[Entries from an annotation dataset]
+===+
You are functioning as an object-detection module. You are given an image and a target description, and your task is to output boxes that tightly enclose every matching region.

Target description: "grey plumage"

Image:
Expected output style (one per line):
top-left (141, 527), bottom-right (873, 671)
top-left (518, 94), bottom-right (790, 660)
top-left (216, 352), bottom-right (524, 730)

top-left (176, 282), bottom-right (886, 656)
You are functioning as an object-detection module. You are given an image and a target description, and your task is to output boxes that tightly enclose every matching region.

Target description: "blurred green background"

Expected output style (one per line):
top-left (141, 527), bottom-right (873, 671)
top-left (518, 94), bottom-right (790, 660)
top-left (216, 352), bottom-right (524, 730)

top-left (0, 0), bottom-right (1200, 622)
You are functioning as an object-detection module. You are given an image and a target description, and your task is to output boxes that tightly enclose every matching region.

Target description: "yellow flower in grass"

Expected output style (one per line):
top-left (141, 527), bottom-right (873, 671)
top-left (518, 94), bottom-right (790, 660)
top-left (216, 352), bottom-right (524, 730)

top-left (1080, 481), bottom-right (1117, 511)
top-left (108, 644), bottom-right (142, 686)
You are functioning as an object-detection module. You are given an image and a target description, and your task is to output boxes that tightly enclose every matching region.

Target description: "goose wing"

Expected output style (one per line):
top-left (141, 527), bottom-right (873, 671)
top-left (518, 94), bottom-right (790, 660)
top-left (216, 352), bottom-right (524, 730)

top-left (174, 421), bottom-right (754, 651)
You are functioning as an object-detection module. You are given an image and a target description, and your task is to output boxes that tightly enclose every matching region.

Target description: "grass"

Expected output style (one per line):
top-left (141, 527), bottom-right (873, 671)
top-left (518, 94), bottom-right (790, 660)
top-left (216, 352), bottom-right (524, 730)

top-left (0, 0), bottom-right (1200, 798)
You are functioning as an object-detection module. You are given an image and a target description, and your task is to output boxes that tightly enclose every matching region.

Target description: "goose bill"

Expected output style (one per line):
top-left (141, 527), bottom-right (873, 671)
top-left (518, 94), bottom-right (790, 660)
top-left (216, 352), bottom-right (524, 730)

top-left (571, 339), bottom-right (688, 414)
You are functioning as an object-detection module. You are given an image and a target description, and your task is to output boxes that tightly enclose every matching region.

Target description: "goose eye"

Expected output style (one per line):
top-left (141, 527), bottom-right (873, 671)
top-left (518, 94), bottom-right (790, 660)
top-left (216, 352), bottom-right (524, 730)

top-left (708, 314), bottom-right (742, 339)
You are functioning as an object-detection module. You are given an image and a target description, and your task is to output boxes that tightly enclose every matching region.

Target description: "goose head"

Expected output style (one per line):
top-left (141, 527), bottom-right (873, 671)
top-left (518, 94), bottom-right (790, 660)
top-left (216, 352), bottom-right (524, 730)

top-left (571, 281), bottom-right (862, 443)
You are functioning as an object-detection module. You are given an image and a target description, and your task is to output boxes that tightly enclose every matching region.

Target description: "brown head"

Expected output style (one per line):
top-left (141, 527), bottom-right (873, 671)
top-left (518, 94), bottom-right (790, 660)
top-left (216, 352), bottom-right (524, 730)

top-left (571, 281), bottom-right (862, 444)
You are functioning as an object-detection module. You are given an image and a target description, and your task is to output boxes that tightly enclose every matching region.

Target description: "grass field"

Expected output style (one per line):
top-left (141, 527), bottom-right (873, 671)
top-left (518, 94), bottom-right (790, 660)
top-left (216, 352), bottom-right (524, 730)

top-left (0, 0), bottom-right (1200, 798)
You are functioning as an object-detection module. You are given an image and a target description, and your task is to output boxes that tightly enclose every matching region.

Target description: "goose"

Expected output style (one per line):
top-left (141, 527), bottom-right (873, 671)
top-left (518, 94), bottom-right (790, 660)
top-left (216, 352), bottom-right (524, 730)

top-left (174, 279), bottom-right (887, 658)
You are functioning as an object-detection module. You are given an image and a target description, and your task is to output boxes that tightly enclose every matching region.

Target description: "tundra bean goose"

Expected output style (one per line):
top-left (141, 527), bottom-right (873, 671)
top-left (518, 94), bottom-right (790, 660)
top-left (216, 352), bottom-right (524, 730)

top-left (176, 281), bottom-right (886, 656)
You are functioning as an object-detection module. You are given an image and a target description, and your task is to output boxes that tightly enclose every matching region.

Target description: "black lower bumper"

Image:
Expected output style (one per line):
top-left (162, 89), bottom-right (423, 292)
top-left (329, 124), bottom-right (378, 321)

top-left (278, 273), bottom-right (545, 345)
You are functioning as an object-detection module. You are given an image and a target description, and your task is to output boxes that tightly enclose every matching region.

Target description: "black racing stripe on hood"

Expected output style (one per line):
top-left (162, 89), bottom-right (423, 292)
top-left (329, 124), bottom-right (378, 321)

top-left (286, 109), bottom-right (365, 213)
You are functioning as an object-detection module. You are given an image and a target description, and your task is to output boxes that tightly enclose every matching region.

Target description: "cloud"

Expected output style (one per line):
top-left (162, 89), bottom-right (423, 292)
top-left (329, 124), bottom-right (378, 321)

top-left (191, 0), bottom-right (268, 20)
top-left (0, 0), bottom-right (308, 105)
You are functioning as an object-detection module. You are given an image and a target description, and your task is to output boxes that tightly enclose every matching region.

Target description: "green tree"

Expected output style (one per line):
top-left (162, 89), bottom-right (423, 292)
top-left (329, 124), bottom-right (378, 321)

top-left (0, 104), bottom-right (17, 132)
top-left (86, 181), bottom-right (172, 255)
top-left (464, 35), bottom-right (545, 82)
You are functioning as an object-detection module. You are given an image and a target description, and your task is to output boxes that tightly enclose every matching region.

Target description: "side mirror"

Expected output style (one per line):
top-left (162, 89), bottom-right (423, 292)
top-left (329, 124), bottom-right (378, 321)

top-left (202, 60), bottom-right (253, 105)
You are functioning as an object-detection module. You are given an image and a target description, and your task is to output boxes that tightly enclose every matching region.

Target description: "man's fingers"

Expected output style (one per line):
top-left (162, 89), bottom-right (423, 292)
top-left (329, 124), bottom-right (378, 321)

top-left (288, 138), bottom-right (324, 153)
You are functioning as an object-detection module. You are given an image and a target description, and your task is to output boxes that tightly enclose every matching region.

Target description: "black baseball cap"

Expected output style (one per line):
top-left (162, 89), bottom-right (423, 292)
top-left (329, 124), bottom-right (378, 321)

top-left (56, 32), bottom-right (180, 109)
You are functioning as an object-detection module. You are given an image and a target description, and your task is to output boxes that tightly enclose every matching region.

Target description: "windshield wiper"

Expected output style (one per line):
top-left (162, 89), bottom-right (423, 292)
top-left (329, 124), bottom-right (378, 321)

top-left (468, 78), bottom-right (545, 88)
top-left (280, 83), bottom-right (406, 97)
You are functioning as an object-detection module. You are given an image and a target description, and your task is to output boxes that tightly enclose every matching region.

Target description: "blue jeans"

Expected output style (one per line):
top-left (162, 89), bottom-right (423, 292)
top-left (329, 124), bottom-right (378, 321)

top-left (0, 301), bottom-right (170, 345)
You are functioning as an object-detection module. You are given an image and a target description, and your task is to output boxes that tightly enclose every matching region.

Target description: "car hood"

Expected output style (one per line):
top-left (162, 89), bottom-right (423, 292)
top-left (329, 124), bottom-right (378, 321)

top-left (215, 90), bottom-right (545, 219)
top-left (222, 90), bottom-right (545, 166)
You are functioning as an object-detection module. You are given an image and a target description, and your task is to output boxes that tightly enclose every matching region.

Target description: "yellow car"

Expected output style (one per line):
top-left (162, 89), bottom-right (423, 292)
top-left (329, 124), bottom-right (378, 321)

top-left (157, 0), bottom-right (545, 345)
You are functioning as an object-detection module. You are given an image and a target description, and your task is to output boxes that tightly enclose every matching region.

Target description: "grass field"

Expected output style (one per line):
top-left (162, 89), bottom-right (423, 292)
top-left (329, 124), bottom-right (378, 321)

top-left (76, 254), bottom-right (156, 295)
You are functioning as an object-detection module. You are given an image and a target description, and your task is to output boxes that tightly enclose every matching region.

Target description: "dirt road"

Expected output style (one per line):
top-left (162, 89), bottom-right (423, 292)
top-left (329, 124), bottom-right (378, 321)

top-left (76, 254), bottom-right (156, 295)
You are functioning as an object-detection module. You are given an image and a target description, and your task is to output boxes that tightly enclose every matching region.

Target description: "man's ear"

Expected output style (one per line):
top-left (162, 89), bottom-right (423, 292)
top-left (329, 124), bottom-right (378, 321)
+===+
_TASK TO CARRY OUT_
Rewrite the data from the beginning through the line containing "top-left (0, 0), bottom-right (1200, 622)", swapping "object-detection module" for "object detector" and keeping everything else unchanged.

_FINAL ANSWER_
You are functioning as an object detector. You are given an image and a target description, and your task is to output boxes that tightly enclose every matching region.

Target description: "grey plumage"

Image:
Expected output style (one per line):
top-left (141, 527), bottom-right (873, 671)
top-left (518, 94), bottom-right (790, 660)
top-left (216, 352), bottom-right (524, 730)

top-left (176, 282), bottom-right (886, 656)
You are functioning as an object detector. You are given an image and a target description, and your task is to output boxes that tightly enclose every matching region.

Target description: "blurred green background"

Expected output style (one per line):
top-left (141, 527), bottom-right (873, 671)
top-left (518, 94), bottom-right (790, 660)
top-left (216, 352), bottom-right (524, 730)

top-left (0, 0), bottom-right (1200, 622)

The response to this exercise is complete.